Region pointing data
▼

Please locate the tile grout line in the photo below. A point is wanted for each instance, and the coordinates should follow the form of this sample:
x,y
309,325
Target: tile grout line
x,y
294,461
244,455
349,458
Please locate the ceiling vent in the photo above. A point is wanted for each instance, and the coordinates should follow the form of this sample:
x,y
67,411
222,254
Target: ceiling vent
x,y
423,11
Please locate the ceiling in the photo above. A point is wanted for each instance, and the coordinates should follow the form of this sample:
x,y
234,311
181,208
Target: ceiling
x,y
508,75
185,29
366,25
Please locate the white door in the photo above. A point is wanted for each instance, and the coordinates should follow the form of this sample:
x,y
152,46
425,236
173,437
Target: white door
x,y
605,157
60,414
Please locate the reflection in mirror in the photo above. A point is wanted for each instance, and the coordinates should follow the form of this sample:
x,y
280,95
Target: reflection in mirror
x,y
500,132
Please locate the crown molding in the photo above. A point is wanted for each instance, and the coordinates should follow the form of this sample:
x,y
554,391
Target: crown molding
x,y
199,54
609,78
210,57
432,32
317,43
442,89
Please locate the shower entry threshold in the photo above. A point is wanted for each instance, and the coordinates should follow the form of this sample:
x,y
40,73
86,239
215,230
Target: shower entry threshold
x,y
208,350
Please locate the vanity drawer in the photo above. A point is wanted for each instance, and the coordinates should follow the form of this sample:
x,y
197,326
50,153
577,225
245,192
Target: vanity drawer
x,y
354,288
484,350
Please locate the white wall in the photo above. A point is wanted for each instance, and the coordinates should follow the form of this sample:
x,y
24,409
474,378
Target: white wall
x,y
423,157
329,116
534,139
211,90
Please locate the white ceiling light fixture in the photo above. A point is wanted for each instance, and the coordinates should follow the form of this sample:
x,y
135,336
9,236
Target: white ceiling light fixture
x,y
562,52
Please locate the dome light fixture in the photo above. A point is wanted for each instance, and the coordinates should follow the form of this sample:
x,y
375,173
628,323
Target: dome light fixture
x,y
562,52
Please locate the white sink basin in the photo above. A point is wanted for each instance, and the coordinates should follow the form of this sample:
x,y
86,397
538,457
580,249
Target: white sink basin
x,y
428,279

▲

■ Requirement ■
Set down the line that contains "Please locate the reflection" exactly. Do the same for each later line of the data, through the end, and add nothing.

■ Task result ■
Please locate the reflection in mirror in the photo above. A point is wanted for each instance, and the coordinates should follow the form of this sample:
x,y
280,95
Target: reflection in mirror
x,y
500,132
Please locate the crown molding in the photo above. A point is wanted for each instance, and the coordinates should follow the form of this sample:
x,y
554,391
Target: crown molding
x,y
199,54
609,78
210,57
432,32
317,43
442,89
Please locate the shower entry threshold in the photo above. A point is wanted for each instance, and the coordinates should follow the form of this sample:
x,y
40,73
86,239
215,230
Target: shower entry threshold
x,y
208,350
Please locate the vanity drawer in the photo above. A point is wanted for each instance, and the coordinates should follow the form of this sample:
x,y
197,326
50,153
577,225
245,192
Target: vanity drawer
x,y
354,288
484,350
Please locate the white wall in the photo above. A point is wanted for each instance, and the coordinates should follow the form of this sample:
x,y
24,409
474,378
Target: white wall
x,y
423,157
329,116
534,139
211,90
Please locate the white ceiling light fixture in the photo above. A point is wanted for each instance, and the coordinates should follow the form of this sample:
x,y
135,336
9,236
Target: white ceiling light fixture
x,y
562,52
Please locate the dome light fixture in the photo above. A point is wanted for each instance, and the coordinates should follow the form of this sample:
x,y
375,173
628,323
Target: dome light fixture
x,y
562,52
Please locate the white sink basin in the photo above. A point is wanted for each instance, and the coordinates should follow the form of this sample:
x,y
86,397
538,457
580,249
Target: white sink basin
x,y
428,279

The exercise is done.